**WORK TASK**
In the passage about reconnecting with the father's side of the family, for how long did the writer's mom live in the same house?

It turns out, as we heard the story from this lovely lady, that our family on my father’s side did want to know us, but didn’t know how…I will never know the details of that longing. My father made few attempts to see us after the divorce, and, I suppose, lost track of us…even though we grew up close by. My mom lived in the same house a county away for nearly 40 years, an address my father knew. All my wonderings about this will never be satisfied. My paternal grandparents, my father, and his siblings are all gone now.

However, there is hope in these situations, I am finding, and it doesn’t just happen to other people.

Mrs. Betty Anne, this dear cousin of Aunt Pauline, tracked us down.  In our visit with her, we talked about the family we shared that she knew well and we didn’t at all. She said our father was a good man. He always dressed well, and was handsome and charming. He didn’t work much (which we knew from our mom’s account), but he was a good man, she would say often.

What was bittersweet, during this long-awaited “re-acquaintance”, was how she talked about our aunt and how she had wanted to know us. She was 97 when she died this Spring, and probably wasn’t internet-search-savvy. We would have been easy to find really…but it did not happen. I regret her loss, and our own…to not know each other.

**MATERIAL SUPPLIED**
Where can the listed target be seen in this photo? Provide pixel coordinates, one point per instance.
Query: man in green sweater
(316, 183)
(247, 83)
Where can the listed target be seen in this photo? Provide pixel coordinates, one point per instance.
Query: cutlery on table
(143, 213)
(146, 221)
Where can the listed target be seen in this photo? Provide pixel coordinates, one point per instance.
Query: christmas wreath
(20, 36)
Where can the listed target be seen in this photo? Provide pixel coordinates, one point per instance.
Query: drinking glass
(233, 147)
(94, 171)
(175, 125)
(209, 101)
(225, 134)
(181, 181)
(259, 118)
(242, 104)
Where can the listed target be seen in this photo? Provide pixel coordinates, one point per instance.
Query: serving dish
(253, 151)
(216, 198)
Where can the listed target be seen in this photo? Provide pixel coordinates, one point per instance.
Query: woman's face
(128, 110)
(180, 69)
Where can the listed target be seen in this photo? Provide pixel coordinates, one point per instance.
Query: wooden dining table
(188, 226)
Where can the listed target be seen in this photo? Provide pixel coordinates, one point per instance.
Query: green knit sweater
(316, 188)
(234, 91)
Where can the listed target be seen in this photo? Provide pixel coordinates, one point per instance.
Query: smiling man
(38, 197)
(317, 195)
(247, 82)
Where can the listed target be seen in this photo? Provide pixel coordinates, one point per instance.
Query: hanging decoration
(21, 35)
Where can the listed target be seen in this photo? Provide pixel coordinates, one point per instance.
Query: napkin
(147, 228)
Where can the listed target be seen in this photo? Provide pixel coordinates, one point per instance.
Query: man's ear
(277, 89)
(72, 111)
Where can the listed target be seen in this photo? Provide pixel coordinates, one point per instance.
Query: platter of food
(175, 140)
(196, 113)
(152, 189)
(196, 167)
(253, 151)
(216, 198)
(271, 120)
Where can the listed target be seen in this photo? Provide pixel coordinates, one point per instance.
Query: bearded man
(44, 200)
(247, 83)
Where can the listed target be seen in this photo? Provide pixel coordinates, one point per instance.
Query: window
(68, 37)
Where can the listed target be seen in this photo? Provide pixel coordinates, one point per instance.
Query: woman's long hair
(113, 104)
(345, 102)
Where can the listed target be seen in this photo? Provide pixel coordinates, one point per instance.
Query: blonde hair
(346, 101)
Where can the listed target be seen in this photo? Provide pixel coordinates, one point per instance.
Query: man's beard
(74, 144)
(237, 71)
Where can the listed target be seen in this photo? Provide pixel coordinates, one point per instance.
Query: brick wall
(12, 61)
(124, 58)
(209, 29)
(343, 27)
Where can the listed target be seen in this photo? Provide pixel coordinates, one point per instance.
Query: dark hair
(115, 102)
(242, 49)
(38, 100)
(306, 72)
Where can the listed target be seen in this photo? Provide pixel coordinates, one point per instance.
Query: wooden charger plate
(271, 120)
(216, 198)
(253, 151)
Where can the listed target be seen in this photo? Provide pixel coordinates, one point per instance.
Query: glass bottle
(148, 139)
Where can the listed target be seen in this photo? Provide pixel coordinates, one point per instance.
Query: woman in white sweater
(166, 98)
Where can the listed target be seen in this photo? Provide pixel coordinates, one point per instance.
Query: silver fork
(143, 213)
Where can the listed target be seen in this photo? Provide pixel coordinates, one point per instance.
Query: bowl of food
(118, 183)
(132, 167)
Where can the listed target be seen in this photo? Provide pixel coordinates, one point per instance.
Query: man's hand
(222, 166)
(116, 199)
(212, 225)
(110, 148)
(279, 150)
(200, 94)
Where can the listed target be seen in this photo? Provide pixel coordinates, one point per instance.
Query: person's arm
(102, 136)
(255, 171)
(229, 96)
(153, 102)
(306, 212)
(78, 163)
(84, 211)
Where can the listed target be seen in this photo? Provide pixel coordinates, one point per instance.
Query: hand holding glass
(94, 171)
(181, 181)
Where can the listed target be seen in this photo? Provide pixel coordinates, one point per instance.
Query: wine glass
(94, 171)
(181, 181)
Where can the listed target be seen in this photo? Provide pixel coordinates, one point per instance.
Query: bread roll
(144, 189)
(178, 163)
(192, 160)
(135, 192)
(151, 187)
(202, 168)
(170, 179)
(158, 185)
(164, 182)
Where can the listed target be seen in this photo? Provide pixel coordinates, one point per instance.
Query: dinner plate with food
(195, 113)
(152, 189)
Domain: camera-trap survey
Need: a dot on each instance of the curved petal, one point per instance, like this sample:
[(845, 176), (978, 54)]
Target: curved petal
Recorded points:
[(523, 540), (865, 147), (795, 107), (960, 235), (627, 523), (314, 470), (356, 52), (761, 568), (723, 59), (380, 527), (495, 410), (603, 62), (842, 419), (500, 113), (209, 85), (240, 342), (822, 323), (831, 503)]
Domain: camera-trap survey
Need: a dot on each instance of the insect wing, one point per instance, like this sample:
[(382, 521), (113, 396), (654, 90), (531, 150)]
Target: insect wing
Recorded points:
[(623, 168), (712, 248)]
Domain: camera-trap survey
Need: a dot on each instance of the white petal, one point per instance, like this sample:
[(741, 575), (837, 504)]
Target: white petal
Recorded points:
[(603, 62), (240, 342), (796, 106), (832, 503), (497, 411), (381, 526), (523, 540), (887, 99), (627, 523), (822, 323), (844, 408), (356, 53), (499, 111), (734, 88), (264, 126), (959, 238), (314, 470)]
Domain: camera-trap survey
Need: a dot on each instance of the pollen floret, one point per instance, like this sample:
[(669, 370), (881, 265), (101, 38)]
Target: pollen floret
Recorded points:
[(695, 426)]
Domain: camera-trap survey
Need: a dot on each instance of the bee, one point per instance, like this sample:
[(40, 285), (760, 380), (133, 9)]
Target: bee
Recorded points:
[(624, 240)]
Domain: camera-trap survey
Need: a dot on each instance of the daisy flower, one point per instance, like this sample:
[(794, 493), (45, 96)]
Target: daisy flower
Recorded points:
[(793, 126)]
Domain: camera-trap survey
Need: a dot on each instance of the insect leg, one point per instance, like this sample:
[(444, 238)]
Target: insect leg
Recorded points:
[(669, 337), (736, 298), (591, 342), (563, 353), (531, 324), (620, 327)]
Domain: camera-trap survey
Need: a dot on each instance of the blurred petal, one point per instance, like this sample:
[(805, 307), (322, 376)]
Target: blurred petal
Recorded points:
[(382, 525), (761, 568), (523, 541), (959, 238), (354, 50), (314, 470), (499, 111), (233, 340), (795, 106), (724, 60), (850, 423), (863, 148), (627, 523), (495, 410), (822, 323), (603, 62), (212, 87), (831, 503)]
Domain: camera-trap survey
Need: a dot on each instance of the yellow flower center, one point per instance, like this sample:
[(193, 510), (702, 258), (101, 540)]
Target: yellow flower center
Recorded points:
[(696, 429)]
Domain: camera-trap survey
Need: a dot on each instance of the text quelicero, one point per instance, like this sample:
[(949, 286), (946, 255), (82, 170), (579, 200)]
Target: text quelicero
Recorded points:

**TASK ANSWER**
Nearly 40 years.